Reproduce the listing below line for line, without any changes, and leave out the pictures.

Collected data entries
— Start —
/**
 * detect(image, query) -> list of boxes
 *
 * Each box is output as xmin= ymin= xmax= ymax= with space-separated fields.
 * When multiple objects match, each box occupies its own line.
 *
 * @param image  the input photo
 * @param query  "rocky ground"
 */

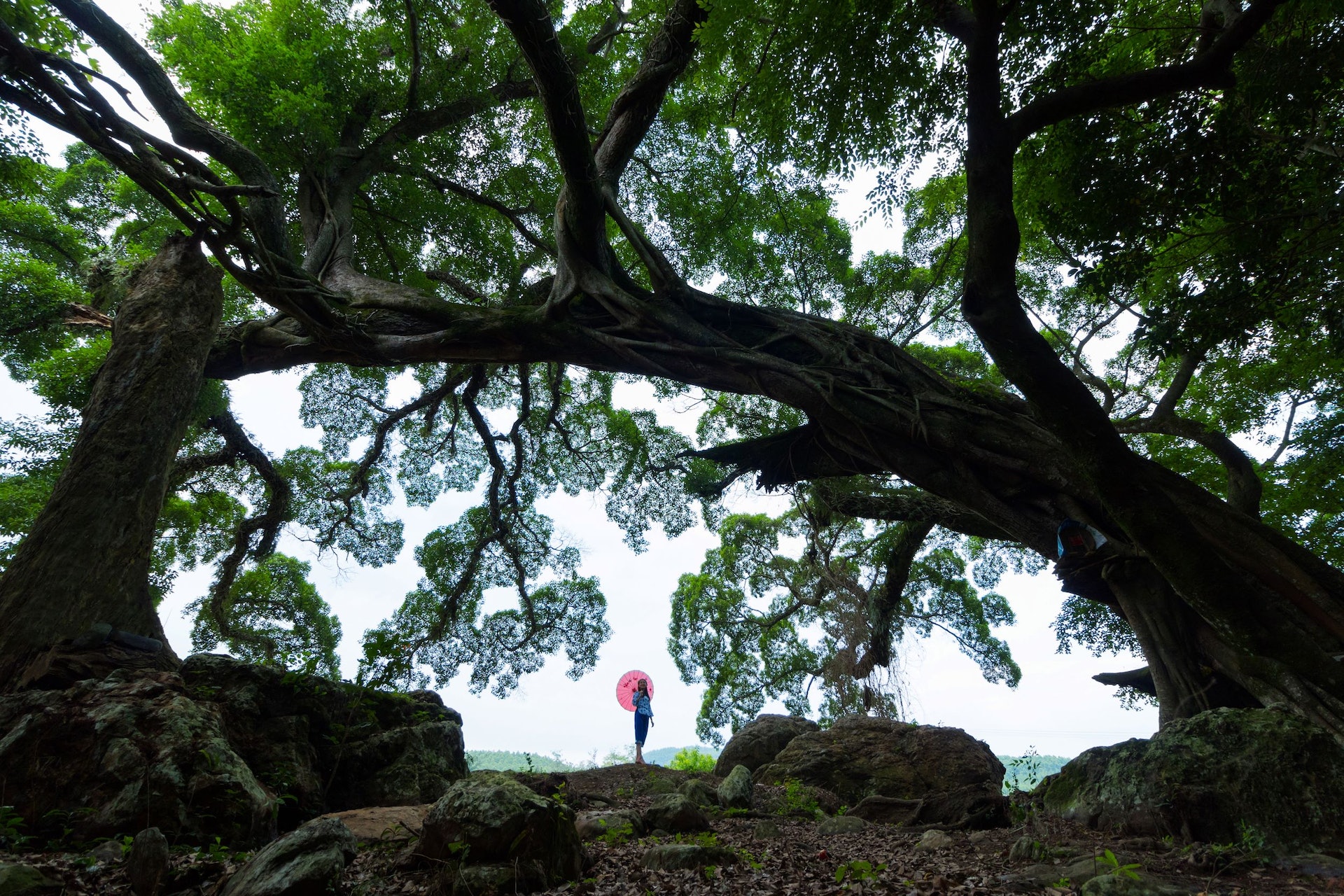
— End —
* The response
/**
 * detect(image, query) -> list of boxes
 *
 * Each box is output as xmin= ymin= xmax= ymax= with space-separated fields.
 * When multiple objects match, each box occupies its own line.
 *
 * @param image  the input photo
 * @param query  "rocky ground"
 */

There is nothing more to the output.